### Document section
━━━━━━━━━━━━━━━━

Value for Tuesday of Week 16 in the season of Sowing

Encouraging – Offering Reassurance

A boost of encouragement can make the difference between action and inaction, or a poor outcome versus a good outcome, or a good outcome versus a great outcome.

  • When my mother or my grandmother tried to keep me from climbing too high, my grandfather would say, “Let the kid walk on the wall. He’s got to learn to do things for himself.” I loved my grandfather for trusting me so much. His name was Fred McFeely. No wonder I included a lively, elderly delivery man in our television “neighborhood” whom we named “Mr. McFeely.” [Fred Rogers]
  • Instruction does much, but encouragement everything. [Johann Wolfgang von Goethe]
  • For whatever reason, I didn’t succumb to the stereotype that science wasn’t for girls. I got encouragement from my parents. I never ran into a teacher or a counselor who told me that science was for boys. A lot of my friends did. [attributed to Sally Ride]
  • . . . humans need encouragement like a plant needs water. [Rudolf Dreikurs]

Encouragement happens when a respected person nudges someone to step forward, step up, or otherwise act. “. . . encouragement is the process of facilitating the development of a person’s inner resources and courage toward positive movement . . .” Encouragement inspires hope, builds courage, and gives support.

━━━━━━━━━━━━━━━━

### Data shown
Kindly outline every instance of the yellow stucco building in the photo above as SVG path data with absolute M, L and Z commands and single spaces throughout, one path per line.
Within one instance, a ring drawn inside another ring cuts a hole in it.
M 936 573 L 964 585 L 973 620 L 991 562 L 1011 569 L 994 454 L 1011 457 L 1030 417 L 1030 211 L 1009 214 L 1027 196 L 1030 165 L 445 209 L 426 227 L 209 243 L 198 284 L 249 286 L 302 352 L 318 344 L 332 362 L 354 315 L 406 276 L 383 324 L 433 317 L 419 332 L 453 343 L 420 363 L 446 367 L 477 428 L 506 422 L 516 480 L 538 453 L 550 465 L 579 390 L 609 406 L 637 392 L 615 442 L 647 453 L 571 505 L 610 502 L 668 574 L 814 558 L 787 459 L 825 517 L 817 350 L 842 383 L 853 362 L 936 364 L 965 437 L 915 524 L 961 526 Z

━━━━━━━━━━━━━━━━

### Exercise instructions
[1] Answer these questions about the text on encouraging:
(a) What was the name of the grandfather who said to let the kid walk on the wall?
(b) According to the quotation from Rudolf Dreikurs, humans need encouragement like what?
(c) What three things does the last paragraph say encouragement does?
[2] Write out the text on encouraging from "A boost of encouragement" up to and including "a great outcome.", replacing "outcome" with "result".

### Exercise results
[1]
(a) Fred McFeely
(b) Like a plant needs water
(c) It inspires hope, builds courage, and gives support.

[2]
A boost of encouragement can make the difference between action and inaction, or a poor result versus a good result, or a good result versus a great result.